- Problem to work on -
Begin at the top of the records and copy each line exactly. The line containing "Report one point per instance of the grassy" is the last one to include.

- Data for processing -
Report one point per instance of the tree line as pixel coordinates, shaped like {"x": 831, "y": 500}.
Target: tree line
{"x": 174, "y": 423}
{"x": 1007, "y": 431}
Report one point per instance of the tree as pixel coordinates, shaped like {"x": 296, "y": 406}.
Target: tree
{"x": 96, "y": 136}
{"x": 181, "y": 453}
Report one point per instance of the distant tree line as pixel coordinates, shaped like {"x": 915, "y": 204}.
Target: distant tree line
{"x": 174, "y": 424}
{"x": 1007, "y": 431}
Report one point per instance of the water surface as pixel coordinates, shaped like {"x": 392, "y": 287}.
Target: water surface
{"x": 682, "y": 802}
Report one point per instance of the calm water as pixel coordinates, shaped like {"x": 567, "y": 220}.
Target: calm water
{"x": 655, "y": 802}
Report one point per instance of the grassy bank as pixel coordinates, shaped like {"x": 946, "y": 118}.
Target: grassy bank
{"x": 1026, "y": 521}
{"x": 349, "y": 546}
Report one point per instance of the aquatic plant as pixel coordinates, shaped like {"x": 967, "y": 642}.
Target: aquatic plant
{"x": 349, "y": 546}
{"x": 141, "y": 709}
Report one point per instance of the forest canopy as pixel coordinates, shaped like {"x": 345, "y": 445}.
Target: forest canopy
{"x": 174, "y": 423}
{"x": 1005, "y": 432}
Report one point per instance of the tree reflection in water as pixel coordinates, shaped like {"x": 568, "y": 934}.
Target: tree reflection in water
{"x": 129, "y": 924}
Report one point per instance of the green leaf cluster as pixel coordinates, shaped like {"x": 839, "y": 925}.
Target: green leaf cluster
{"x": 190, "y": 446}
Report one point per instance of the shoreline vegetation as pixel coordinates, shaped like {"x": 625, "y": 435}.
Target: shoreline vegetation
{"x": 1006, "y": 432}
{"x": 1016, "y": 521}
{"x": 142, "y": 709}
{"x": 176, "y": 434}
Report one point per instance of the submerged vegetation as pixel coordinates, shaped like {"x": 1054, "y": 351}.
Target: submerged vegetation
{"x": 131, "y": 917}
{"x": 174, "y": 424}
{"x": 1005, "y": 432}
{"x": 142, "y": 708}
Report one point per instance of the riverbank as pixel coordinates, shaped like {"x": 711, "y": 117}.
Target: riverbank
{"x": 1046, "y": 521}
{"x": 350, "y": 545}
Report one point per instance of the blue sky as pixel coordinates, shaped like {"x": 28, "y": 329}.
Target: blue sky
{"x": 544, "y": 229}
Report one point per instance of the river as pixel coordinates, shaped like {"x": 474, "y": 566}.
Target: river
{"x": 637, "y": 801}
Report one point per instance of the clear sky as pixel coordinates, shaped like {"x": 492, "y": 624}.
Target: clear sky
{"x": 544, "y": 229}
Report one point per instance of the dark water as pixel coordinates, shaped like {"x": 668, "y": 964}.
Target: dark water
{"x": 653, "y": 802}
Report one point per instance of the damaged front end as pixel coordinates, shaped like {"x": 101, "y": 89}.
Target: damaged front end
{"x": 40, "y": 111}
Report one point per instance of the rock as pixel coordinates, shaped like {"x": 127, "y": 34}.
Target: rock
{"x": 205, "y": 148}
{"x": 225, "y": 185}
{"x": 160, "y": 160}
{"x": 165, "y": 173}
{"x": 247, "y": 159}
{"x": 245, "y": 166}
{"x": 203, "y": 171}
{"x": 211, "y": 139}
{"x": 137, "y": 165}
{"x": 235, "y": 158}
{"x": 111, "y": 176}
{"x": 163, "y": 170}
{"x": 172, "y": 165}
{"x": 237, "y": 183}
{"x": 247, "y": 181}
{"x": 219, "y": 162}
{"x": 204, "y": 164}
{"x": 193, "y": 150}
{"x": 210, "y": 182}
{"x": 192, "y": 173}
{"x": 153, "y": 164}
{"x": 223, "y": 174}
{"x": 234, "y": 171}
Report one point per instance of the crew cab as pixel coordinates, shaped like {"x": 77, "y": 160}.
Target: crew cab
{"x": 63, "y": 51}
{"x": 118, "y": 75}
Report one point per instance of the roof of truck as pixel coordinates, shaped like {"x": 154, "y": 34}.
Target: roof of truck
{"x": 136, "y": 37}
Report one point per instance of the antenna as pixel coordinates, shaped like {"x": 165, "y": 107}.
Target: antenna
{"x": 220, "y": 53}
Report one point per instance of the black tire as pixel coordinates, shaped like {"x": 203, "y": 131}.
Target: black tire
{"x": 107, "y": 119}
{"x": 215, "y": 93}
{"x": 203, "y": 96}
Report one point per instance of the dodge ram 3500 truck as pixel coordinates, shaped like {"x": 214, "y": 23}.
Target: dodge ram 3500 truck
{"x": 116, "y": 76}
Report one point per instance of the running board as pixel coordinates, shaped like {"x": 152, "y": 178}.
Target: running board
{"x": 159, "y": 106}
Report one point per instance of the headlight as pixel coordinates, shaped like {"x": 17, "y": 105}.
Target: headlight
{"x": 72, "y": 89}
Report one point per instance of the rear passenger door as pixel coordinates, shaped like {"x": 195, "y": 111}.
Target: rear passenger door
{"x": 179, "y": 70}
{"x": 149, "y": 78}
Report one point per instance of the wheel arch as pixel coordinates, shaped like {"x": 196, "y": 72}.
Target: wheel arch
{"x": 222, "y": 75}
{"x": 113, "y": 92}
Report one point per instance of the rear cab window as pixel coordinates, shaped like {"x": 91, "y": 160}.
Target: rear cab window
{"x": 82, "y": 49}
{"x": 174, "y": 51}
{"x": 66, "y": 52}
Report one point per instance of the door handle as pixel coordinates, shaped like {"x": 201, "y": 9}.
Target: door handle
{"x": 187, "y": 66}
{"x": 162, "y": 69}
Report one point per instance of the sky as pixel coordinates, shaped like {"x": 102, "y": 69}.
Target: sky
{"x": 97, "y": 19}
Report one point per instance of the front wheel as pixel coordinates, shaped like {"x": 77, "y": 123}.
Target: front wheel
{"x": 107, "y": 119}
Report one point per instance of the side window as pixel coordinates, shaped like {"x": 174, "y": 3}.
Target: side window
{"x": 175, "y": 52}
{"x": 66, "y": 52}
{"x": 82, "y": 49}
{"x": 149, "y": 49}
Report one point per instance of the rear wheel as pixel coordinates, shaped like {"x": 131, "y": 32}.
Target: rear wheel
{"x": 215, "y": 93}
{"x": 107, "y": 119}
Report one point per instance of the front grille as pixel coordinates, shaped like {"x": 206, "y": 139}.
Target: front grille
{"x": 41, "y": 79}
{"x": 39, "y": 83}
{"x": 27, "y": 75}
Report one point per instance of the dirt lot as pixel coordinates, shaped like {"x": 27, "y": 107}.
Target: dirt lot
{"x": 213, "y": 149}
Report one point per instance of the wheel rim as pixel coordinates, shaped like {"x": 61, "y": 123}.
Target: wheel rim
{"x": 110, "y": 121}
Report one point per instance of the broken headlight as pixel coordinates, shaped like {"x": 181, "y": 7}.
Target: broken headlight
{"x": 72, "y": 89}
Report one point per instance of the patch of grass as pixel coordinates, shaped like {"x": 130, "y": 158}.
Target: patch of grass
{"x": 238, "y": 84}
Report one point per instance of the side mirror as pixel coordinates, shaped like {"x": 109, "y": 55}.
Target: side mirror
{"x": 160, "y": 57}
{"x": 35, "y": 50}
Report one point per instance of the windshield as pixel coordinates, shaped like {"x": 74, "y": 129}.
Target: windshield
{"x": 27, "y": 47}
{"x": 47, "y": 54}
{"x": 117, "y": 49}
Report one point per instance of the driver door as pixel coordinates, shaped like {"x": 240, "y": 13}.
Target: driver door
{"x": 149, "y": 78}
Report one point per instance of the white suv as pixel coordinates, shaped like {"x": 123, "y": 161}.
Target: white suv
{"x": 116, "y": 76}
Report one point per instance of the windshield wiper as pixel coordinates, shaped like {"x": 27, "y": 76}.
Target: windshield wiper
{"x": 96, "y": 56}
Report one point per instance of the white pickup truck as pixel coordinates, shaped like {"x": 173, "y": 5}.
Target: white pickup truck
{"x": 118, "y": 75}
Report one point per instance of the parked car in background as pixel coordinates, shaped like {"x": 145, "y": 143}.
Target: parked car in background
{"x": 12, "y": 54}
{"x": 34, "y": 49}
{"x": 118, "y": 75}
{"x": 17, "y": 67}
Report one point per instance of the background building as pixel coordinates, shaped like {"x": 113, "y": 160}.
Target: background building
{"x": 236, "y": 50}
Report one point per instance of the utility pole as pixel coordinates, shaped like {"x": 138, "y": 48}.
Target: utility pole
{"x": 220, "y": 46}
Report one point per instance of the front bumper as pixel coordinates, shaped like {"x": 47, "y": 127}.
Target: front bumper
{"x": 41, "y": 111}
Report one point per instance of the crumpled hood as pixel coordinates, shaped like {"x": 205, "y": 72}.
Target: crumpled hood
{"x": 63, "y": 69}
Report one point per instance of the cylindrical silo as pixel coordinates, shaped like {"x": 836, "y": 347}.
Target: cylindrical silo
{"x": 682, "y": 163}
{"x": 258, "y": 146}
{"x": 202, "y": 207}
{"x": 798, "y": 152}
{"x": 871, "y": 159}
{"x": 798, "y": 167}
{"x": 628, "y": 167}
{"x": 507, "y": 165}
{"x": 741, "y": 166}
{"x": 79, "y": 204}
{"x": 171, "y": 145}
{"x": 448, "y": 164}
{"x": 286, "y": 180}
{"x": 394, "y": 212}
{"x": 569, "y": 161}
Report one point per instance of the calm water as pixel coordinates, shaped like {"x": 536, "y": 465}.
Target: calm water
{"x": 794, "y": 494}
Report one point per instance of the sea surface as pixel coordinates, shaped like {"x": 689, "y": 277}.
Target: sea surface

- Written answer -
Report one point per instance of the tree line as pixel coordinates, shaped like {"x": 831, "y": 500}.
Target: tree line
{"x": 174, "y": 423}
{"x": 1007, "y": 431}
Report one point per instance of the tree as pixel coordinates, shaped like {"x": 296, "y": 406}.
Target: tree
{"x": 96, "y": 136}
{"x": 181, "y": 453}
Report one point per instance of the distant tree line as pixel coordinates, shaped like {"x": 915, "y": 204}.
Target: distant tree line
{"x": 174, "y": 424}
{"x": 1007, "y": 431}
Report one point per instance of the water surface as pixel coordinates, shaped like {"x": 392, "y": 287}.
Target: water surface
{"x": 682, "y": 802}
Report one point per instance of the calm water as pixel coordinates, shaped like {"x": 567, "y": 220}.
Target: calm water
{"x": 655, "y": 802}
Report one point per instance of the grassy bank as pixel coordinates, shaped like {"x": 946, "y": 118}.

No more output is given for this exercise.